━━━ Texto para leer
G. Durand, Las estructuras antropológicas del imaginario

Robert Seaton es un afamado poeta modernista. Como buen poeta, se ve aquejado del mal del que adolecen los de su estirpe: la melancolía. Vive en una casa abarrotada por las rosas y no ha escrito un verso en diez años.
En torno a esa figura gira La cabeza del viajero, una de las obras maestras de Nicholas Blake, quizá su novela más personal y desesperanzada.

Un cuerpo decapitado aparece flotando en el Támesis, cerca de Plash Meadow, la casa del escritor. La idea de una cabeza separada de su tronco aparece una y otra vez en la novela como la imagen recurrente de una pesadilla. Lo lírico y lo grotesco se mezclan. Los motivos inquietantes menudean junto a la placidez de las rosas: un busto de mármol extrañamente siniestro; una talla de mármol con la cabeza de un sátiro deforme; un siervo enano, mudo y retrasado, de mente retorcida.

No tardamos en darnos cuenta de que el otro personaje importante es precisamente la casa, cuyo nombre, Plash Meadow, algo así como «prado cenagoso», nos sugiere el ambiente tenso y enfermizo que se vive en ella. Hay algo perverso en esa finca, una influencia ominosa y sucia. Plash Meadow cobra vida y el detective la interpela, se esfuerza por extraer de ella los secretos más oscuros:

Nigel se levantó deliberada y groseramente, y colocó la silla de espaldas a la casa. La había visto en junio pasado, envuelta en su sueño de rosas. La había visto la semana anterior, sonrojada, un poco desaliñada, pero con vida, más de este mundo, como si recién se hubiese despertado. Y Plash Meadow esta tarde había vuelto a cambiar para él. La sentía más cerca. Lo atraía ahora en su fantasía, ya no por su belleza, sino por su fragilidad; los rasgos delicados, el aspecto desdeñoso se habían transformado en una expresión de gran desamparo. ¿O sería algo peor? ¿Sería temor? ¿Pánico? ¿Culpa?
━━━━━━
*Objetivo:*
Copia sin cambios el pasaje del texto sobre La cabeza del viajero que va desde "Un cuerpo decapitado" hasta "de mente retorcida.", con ambos extremos incluidos.
━━━ Entradas proporcionadas
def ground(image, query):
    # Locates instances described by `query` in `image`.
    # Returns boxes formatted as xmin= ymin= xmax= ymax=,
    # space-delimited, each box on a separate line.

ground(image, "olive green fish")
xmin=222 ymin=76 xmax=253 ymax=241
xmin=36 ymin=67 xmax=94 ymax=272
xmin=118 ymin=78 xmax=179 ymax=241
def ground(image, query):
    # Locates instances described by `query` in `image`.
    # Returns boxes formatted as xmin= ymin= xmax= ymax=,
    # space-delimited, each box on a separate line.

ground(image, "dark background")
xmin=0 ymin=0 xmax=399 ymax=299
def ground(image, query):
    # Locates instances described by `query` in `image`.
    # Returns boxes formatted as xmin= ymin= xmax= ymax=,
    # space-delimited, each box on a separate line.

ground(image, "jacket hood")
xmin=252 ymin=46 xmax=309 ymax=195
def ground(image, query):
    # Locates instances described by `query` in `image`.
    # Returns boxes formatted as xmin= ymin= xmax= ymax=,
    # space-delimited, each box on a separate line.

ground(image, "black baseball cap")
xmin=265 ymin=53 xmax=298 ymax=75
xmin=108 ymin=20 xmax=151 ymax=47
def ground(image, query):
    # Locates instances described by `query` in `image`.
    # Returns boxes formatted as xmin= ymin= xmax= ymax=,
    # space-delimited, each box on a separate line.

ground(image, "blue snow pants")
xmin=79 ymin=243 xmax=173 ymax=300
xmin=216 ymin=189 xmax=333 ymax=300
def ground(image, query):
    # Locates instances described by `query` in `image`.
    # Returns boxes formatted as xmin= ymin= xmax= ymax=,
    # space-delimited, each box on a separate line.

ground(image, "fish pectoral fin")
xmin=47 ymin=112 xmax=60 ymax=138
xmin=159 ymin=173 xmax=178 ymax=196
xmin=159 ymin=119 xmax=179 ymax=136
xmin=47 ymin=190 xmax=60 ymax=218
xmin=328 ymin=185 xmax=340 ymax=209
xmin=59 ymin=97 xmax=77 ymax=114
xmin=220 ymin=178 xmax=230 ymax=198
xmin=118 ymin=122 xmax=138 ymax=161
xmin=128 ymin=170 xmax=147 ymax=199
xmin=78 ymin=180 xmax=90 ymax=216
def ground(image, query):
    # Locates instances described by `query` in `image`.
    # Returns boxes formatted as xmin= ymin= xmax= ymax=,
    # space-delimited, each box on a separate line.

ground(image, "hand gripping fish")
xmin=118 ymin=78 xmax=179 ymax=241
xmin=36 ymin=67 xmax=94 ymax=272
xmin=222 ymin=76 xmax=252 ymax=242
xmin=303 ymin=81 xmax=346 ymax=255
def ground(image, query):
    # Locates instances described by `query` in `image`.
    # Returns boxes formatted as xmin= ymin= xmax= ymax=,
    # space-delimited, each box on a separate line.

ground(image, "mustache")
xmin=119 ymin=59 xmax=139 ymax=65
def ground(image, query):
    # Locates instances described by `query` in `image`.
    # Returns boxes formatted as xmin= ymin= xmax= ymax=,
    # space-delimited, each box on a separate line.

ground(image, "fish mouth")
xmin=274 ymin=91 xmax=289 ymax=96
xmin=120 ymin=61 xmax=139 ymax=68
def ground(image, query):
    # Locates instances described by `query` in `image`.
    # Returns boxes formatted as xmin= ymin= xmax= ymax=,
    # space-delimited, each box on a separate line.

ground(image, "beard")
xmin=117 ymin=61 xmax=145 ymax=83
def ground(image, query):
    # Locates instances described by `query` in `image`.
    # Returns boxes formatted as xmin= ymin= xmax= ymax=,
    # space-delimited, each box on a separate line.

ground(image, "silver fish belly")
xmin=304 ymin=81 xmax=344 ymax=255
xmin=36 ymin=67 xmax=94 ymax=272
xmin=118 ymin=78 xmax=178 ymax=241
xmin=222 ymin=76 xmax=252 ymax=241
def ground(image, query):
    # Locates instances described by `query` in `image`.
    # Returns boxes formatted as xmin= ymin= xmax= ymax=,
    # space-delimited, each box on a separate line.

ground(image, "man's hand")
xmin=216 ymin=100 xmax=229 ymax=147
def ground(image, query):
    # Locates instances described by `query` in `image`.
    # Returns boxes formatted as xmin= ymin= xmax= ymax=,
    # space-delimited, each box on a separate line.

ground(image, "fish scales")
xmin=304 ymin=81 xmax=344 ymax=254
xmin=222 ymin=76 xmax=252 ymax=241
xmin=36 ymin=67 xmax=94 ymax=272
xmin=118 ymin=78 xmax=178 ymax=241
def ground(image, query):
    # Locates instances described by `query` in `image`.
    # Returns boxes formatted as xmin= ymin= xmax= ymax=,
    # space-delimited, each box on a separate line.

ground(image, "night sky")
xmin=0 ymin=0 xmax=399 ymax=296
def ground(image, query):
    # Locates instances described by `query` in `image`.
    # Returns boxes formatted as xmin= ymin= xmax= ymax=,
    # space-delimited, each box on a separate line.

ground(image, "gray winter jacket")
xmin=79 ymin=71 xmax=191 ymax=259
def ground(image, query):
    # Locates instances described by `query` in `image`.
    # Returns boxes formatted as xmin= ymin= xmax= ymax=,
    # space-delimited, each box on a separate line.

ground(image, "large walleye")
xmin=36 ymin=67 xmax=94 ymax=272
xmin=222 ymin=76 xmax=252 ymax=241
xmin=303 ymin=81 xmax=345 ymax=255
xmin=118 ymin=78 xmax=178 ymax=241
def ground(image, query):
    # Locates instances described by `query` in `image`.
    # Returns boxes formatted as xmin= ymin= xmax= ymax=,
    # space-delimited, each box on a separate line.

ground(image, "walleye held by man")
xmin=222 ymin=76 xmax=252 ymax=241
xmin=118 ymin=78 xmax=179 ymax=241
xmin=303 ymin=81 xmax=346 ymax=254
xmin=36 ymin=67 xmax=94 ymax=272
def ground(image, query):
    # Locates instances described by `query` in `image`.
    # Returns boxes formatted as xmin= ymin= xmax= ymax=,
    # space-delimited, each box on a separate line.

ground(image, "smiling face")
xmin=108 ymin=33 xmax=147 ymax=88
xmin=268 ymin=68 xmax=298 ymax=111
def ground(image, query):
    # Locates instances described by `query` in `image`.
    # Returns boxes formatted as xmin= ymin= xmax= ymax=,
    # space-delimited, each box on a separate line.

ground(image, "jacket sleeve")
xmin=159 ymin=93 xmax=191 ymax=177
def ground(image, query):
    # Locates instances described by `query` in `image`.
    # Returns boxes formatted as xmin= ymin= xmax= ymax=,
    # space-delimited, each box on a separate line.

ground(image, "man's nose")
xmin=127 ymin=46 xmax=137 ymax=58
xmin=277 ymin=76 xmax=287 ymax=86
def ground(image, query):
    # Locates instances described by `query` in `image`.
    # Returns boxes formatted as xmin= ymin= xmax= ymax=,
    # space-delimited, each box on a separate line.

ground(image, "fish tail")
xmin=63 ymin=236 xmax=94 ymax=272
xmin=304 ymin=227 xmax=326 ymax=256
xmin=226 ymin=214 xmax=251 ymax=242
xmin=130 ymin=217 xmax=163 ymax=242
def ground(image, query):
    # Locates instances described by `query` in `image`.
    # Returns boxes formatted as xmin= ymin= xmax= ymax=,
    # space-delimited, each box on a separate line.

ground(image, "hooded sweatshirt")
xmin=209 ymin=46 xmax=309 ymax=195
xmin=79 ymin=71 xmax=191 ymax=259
━━━━━━
*Respuesta:*
Un cuerpo decapitado aparece flotando en el Támesis, cerca de Plash Meadow, la casa del escritor. La idea de una cabeza separada de su tronco aparece una y otra vez en la novela como la imagen recurrente de una pesadilla. Lo lírico y lo grotesco se mezclan. Los motivos inquietantes menudean junto a la placidez de las rosas: un busto de mármol extrañamente siniestro; una talla de mármol con la cabeza de un sátiro deforme; un siervo enano, mudo y retrasado, de mente retorcida.